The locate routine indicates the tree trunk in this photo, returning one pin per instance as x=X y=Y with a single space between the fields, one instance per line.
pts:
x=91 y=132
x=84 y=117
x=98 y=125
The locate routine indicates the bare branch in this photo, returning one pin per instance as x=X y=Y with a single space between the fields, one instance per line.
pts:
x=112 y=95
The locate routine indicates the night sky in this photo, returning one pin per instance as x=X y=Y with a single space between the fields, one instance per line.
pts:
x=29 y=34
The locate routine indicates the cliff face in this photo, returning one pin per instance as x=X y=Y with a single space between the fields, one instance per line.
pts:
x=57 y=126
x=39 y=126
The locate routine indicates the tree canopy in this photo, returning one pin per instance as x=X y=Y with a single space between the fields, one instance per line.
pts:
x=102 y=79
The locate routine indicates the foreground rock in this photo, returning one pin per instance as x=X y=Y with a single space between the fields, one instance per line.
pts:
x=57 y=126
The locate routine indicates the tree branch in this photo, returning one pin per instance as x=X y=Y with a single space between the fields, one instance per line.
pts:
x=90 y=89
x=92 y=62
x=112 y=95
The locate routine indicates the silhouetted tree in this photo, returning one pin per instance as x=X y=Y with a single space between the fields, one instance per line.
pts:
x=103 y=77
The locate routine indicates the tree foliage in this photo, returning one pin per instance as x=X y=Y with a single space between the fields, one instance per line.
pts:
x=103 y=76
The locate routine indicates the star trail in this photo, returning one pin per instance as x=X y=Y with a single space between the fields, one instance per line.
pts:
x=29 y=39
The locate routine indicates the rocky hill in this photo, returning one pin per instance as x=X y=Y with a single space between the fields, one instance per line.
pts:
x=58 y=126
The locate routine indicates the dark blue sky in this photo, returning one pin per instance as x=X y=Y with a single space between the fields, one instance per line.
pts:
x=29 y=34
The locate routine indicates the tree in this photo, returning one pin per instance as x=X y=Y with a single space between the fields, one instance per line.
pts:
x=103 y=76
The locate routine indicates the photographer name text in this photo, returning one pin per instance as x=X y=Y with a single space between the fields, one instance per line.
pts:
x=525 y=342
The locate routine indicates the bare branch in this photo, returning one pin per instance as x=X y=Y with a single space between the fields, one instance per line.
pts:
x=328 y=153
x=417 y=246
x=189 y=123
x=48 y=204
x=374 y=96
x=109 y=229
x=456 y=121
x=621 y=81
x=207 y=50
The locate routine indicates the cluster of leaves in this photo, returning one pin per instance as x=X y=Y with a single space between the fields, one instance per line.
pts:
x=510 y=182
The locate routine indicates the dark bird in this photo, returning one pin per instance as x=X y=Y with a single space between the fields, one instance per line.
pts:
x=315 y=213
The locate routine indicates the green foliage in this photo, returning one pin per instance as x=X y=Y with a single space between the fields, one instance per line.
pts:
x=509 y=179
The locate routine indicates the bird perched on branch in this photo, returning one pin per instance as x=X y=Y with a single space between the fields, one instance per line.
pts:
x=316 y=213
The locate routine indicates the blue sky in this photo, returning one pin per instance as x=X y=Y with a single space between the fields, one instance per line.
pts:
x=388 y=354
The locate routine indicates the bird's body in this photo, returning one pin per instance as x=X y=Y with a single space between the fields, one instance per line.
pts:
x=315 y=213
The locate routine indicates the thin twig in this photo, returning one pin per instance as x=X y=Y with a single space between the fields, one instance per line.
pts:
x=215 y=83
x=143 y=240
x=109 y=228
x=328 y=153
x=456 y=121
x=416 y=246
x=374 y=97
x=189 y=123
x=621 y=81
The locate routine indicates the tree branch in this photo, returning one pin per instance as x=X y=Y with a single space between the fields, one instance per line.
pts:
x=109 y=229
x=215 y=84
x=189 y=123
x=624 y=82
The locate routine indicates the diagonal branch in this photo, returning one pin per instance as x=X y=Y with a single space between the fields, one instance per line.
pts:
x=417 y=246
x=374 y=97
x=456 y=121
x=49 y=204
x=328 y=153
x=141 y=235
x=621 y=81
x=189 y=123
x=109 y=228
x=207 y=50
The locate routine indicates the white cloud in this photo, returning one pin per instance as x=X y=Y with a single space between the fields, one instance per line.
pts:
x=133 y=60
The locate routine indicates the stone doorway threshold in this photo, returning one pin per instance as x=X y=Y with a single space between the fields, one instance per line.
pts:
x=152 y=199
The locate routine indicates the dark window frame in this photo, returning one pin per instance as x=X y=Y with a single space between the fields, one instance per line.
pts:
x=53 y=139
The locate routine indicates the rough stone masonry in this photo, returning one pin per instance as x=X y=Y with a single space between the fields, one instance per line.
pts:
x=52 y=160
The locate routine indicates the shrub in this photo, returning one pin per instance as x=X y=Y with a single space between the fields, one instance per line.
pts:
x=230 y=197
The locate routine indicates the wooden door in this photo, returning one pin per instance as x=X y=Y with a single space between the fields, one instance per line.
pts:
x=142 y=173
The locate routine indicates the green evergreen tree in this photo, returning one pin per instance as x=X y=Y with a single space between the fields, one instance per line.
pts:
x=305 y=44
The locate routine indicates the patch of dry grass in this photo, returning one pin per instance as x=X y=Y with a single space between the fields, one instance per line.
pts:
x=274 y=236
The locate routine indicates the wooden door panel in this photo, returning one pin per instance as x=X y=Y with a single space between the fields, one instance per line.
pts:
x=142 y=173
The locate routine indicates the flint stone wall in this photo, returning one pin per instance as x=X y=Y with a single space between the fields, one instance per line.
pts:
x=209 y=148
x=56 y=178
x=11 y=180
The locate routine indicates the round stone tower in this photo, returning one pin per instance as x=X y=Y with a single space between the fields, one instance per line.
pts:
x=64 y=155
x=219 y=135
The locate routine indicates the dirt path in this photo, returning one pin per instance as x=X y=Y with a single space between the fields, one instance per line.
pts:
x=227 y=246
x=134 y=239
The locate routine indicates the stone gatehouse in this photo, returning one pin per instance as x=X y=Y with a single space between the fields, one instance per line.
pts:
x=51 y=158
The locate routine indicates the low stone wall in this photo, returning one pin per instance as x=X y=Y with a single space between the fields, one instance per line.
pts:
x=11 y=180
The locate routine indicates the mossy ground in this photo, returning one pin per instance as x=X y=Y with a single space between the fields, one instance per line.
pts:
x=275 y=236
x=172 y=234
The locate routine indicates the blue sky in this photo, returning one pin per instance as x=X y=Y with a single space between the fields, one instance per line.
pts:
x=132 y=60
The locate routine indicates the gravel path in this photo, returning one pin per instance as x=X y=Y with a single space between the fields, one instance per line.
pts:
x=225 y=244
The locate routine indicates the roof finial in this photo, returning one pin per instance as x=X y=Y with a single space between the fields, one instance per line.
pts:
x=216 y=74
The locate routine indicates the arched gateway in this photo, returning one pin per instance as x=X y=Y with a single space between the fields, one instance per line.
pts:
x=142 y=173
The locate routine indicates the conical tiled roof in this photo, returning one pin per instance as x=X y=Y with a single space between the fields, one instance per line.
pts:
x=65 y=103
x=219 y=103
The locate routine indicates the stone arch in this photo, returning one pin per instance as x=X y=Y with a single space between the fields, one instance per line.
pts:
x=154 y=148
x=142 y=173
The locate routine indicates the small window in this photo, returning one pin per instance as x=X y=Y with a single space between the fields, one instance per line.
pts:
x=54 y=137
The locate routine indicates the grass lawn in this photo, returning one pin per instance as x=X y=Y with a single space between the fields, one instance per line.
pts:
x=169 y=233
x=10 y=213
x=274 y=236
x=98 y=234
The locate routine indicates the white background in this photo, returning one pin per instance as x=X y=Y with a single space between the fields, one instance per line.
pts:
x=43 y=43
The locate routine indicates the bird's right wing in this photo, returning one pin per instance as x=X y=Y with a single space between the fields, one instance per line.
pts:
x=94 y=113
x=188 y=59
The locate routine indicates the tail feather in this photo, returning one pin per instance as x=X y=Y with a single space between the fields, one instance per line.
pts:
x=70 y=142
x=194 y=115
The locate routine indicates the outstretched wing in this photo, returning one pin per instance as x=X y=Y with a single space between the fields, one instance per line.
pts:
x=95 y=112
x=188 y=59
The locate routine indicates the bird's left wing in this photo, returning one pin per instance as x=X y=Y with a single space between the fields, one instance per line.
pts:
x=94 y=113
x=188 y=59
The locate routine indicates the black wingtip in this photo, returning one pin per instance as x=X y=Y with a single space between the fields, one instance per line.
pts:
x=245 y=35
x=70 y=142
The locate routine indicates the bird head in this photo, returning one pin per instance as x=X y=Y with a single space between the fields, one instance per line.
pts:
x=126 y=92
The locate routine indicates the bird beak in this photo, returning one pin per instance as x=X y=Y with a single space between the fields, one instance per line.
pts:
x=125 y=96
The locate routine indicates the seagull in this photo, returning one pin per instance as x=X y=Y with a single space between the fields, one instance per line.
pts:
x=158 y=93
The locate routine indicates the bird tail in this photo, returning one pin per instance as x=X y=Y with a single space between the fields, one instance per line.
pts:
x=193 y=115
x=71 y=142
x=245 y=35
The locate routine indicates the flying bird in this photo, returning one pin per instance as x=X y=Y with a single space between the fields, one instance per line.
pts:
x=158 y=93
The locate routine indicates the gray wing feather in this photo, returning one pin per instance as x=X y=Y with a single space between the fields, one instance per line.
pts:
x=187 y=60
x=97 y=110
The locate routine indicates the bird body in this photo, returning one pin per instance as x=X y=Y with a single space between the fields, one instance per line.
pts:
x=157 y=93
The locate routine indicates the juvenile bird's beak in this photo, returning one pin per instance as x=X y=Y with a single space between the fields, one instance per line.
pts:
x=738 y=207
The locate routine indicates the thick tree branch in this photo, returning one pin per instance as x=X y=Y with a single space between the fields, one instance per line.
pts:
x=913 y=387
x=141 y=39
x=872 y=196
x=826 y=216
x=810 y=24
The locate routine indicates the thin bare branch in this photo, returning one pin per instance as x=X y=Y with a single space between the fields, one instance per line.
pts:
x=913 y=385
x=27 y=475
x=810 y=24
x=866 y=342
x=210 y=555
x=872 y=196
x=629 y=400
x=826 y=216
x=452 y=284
++++++++++++++++++++
> **PROBLEM DESCRIPTION**:
Return each line of the material above in which the string "thin" appears.

> **WRITTEN RESPONSE**:
The locate routine indicates the thin twig in this photo, returning one pin per instance as x=X y=Y with a single space between the fields, one instance per line.
The locate routine indicates the thin bare branch in this photo, returning one pin per instance as x=X y=Y with a single space between the fields, one instance per line.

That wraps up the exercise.